- _Exercise details_
Rewrite all of the lines below, replacing "locate_point" with "mark_point" and changing nothing else. Omit the pictures from your answer.

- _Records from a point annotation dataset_
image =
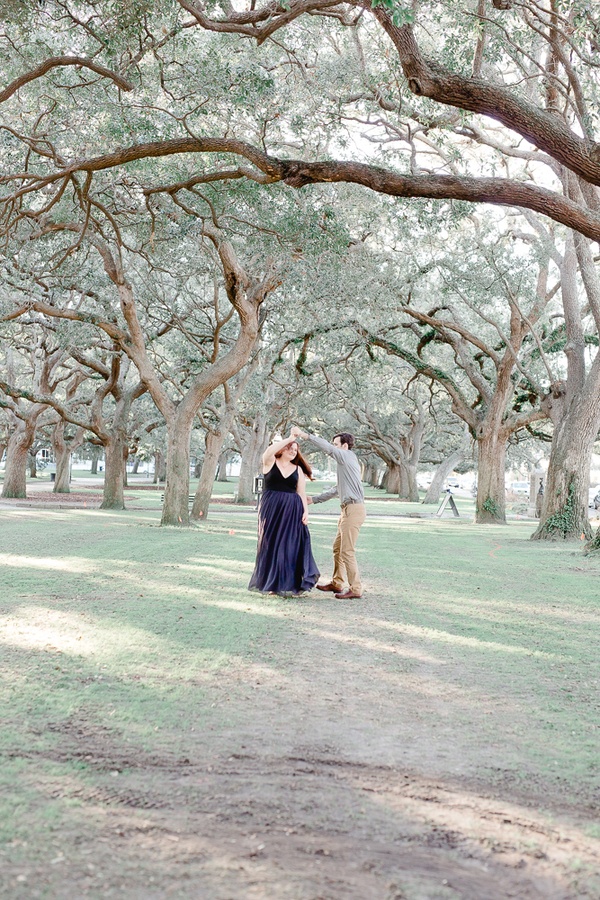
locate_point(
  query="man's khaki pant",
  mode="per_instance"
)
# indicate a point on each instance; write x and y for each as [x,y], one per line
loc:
[345,568]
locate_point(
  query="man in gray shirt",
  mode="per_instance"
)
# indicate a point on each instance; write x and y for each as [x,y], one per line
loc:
[349,490]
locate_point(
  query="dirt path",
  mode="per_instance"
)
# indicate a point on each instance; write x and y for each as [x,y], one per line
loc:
[348,758]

- _Result of the exercise_
image =
mark_point(
  query="man's khaki pant",
  mode="per_instance"
)
# indicate a point on each instance; write x and y for each as [x,y], one per line
loc:
[345,568]
mark_point(
  query="man in gray shirt",
  mode="per_instance"
)
# indicate a point on each instance; write x and y for each as [x,y], one per line
loc:
[349,490]
mark_point(
  query="dirt path",
  mode="per_instance"
)
# indicate a point on each instance; write x and y for each as [x,y], one per line
loc:
[348,758]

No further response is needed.